──────── 抜粋 ────────
万引きの再犯|二回目・三回目は実刑になる?執行猶予中と後に分けて解説
万引き事件の執行猶予中に、二回目・三回目と再犯を犯してしまった…
万引きは、窃盗癖やクレプトマニアといわれるような依存症を持つ方がいます。
二回目・三回目と何度も再犯を起こしてしまうことから、依存性の高さがお分かりいただけると思います。
もしも、あなたのご家族が万引きの再犯してしまったら…
「二回目は、かならず実刑…?!」
これからのことが、気がかりでたまらないと思います。
そこで本日は、「万引き事件の再犯」を軸に特集をレポートします。
- 万引きの再犯は刑期は長くなる?
- 執行猶予中、執行猶予後の再犯とは
- 万引きの再犯率を知る
- 窃盗癖から抜け出す治療施設は?
といった疑問について、詳しく調査しました!
目次
法律的な部分の解説は、万引きといった刑事事件を専門的にあつかう法律のプロをお呼びしています。
アトム法律事務所の弁護士です。
よろしくお願いします。
万引きを二回目、三回目と繰り返してしまうと一人でお悩みの方は多いです。
あなたの悩みを解決できるよう、弁護士としてできるアドバイスをしていきたいと思います。
高齢者が万引きの再犯を繰り返し、逮捕されたというニュースをよく耳にすると思います。
身近な事件だからこそ、悩みをかかえる方は多くいらっしゃることでしょう。
今後どのような対応をとっていけばいいのか…
などなど、万引きの再犯についてのギモンを徹底解明していきます。
万引き二回目・三回目の再犯なら刑期はどうなる?
万引きの再犯(二回目・三回目)、「累犯」の法律的な定義とは
万引きの再犯を深堀していく前に、まずは再犯の意味を確認しておきます。
一般的に、再犯のことを「同種犯罪を何度も繰り返すこと」だと思われている方が多いようです。
しかし…
今回の記事全体をとおして、再犯の意味として、
「再び(同種とは限らず)犯罪を犯すこと」
として定義して、解説を進めていきます。
一般的に再犯とする例
- 万引き事件をおこしたあと、万引き事件をおこす
- 万引き事件をおこしたあと、覚醒剤事件をおこす
- 強制わいせつ事件をおこしたあと、傷害事件をおこす
このようなケースを「再犯」とします。
法律面からこまかい話をします。
- 世間一般的に使用される「再犯」
- 法律で定義される「再犯」
これらは、それぞれ意味が異なります。
法律上の「再犯」は刑法56条に定められており、
第1の犯罪について懲役刑の執行を終わり若しくはその執行の免除を得た後、5年以内に更に第2の犯罪を犯し、有期懲役に処すべき場合をいいます。
刑法で定義されている、再犯(累犯)についての条文を確認しておきます。
懲役に処せられた者がその執行を終わった日又はその執行の免除を得た日から五年以内に更に罪を犯した場合において、その者を有期懲役に処するときは、再犯とする。
出典:刑法第56条1項(再犯)
──────── 表示データ ────────
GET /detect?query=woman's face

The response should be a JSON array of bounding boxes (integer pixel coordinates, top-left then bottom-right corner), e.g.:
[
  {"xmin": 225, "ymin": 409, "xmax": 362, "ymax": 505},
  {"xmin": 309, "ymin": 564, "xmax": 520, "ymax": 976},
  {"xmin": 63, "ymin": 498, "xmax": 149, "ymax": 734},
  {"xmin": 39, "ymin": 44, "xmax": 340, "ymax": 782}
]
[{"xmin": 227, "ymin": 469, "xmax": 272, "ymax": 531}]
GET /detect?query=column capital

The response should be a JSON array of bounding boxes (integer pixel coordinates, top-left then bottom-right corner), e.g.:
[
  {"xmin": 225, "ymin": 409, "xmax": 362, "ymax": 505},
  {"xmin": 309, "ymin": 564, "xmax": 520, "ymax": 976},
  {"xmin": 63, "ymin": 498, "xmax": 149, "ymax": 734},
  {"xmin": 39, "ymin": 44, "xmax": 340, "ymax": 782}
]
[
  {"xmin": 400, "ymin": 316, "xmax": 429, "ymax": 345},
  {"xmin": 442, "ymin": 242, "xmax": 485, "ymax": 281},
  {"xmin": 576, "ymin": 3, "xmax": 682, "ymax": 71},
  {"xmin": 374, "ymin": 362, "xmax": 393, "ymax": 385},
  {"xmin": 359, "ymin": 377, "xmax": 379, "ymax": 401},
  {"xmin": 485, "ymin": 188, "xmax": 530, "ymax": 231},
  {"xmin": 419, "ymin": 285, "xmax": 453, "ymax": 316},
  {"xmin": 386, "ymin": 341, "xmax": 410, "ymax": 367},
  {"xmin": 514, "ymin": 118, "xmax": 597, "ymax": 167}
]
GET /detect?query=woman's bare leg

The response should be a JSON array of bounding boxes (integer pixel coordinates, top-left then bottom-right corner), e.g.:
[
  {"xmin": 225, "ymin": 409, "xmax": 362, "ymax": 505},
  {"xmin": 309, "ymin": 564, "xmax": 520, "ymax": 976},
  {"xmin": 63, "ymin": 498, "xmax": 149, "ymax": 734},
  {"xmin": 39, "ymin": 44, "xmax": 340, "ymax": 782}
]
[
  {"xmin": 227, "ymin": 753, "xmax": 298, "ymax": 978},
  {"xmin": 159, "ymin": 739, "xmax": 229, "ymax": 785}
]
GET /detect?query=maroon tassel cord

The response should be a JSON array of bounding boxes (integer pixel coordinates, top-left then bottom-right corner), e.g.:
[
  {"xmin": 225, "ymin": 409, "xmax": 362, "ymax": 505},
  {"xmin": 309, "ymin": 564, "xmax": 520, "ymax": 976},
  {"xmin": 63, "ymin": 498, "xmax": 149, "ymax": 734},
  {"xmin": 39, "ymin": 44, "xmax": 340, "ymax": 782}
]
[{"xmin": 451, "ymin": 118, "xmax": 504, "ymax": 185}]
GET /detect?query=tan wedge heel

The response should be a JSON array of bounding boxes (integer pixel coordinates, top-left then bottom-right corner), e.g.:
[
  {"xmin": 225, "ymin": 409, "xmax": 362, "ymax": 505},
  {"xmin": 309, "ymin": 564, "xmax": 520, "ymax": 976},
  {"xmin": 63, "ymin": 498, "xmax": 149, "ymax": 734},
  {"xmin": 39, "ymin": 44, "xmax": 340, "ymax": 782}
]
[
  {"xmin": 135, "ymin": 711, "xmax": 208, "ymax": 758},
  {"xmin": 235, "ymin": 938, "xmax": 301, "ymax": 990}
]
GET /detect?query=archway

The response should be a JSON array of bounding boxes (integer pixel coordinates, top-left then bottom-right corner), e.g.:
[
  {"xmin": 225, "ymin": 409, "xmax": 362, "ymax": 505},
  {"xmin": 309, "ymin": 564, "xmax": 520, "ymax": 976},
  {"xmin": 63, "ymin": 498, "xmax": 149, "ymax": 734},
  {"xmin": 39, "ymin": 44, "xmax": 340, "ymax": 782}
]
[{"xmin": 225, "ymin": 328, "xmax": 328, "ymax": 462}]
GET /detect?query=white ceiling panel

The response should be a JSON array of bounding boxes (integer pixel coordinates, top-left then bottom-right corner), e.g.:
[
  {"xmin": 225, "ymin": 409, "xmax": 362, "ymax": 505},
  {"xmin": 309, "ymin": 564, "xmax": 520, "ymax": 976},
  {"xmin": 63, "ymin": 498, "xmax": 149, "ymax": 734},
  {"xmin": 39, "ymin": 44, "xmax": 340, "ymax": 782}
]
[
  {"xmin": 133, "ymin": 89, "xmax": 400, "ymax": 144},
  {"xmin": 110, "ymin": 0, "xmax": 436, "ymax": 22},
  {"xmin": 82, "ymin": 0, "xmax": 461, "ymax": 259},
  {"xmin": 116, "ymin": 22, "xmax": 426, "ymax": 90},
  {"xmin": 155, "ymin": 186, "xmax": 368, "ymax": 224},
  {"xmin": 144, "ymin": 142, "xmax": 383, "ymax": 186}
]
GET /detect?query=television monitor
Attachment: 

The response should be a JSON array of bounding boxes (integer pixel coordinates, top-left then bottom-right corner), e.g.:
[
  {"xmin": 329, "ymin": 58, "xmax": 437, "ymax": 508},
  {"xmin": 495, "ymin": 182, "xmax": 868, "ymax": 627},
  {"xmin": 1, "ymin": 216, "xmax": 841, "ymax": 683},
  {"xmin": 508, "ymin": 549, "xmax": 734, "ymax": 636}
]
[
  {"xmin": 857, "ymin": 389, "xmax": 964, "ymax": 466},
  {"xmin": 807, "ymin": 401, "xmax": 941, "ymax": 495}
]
────────
#### [課題]
抜粋の「これらは、それぞれ意味が異なります。」から「に処するときは、再犯とする。」までの部分を、そのまま書き写してください。 資料は抜粋の内容とは関係ありません。

#### [解答]
これらは、それぞれ意味が異なります。
法律上の「再犯」は刑法56条に定められており、
第1の犯罪について懲役刑の執行を終わり若しくはその執行の免除を得た後、5年以内に更に第2の犯罪を犯し、有期懲役に処すべき場合をいいます。
刑法で定義されている、再犯(累犯)についての条文を確認しておきます。
懲役に処せられた者がその執行を終わった日又はその執行の免除を得た日から五年以内に更に罪を犯した場合において、その者を有期懲役に処するときは、再犯とする。